- [Text segment]
OCTOBER 11, 2016 8:35
The much-hyped severe Brexit recession does not, so far, seem to be materializing – which really shouldn’t be that much of a surprise, because as I warned, the actual economic case for such a recession was surprisingly weak. (Ouch! I just pulled a muscle while patting myself on the back!) But we are seeing a large drop in the pound, which has steepened as it becomes likely that this will indeed be a very hard Brexit. How should we think about this?
Originally, stories about a pound plunge were tied to that recession prediction: domestic investment demand would collapse, leading to sustained very low interest rates, hence capital flight. But the demand collapse doesn’t seem to be happening. So what is the story?
For now, at least, I’m coming at it from the trade side – especially trade in financial services. It seems to me that one way to think about this is in terms of the “home market effect,” an old story in trade but one that only got formalized in 1980.

- [Data]

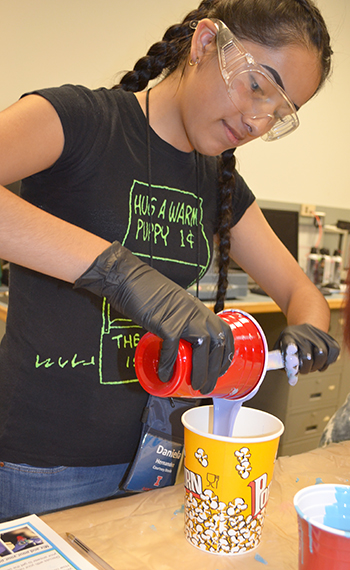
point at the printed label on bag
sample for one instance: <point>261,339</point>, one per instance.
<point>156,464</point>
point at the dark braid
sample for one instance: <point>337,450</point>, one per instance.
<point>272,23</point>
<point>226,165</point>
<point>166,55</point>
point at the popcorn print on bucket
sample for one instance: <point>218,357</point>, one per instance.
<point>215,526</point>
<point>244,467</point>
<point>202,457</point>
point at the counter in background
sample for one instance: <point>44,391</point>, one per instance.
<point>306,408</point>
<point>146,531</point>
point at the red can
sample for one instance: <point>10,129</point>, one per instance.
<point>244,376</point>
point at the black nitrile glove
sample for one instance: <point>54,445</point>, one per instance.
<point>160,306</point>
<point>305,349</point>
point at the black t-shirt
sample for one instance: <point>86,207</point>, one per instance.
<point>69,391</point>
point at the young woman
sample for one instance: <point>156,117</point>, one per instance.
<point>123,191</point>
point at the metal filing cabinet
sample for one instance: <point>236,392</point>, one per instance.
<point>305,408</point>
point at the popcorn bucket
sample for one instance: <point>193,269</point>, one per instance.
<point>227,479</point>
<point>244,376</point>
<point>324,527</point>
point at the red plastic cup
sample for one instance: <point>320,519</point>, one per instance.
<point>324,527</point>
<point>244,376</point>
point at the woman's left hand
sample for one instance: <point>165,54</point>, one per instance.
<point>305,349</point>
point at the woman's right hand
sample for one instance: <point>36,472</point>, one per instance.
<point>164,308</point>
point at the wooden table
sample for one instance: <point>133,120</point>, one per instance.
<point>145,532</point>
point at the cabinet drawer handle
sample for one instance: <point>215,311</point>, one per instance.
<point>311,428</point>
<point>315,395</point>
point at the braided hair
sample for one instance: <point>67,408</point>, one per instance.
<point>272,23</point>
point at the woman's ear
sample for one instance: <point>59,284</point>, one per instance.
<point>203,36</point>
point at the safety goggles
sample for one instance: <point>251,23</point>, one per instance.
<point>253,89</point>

* * *

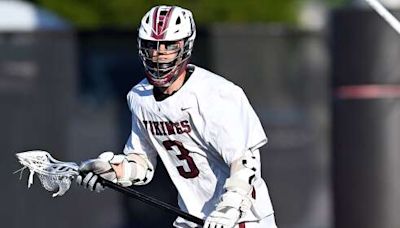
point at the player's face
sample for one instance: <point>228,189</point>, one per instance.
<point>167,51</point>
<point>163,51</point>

- [Apply what you read]
#1 Summarize the Brexit passage in two sentences.
#2 Repeat the part of the Brexit passage that opens with the words containing "OCTOBER 11, 2016" and closes with "is the story?".
The data has no connection to the Brexit passage.

- [Solved tasks]
#1 The predicted severe Brexit recession has not so far materialized, yet the pound has dropped sharply as a very hard Brexit grows likely, and the earlier explanation tying that drop to collapsing domestic demand does not seem to fit. The writer instead approaches the fall from the trade side, especially trade in financial services, through the "home market effect."

#2
OCTOBER 11, 2016 8:35
The much-hyped severe Brexit recession does not, so far, seem to be materializing – which really shouldn’t be that much of a surprise, because as I warned, the actual economic case for such a recession was surprisingly weak. (Ouch! I just pulled a muscle while patting myself on the back!) But we are seeing a large drop in the pound, which has steepened as it becomes likely that this will indeed be a very hard Brexit. How should we think about this?
Originally, stories about a pound plunge were tied to that recession prediction: domestic investment demand would collapse, leading to sustained very low interest rates, hence capital flight. But the demand collapse doesn’t seem to be happening. So what is the story?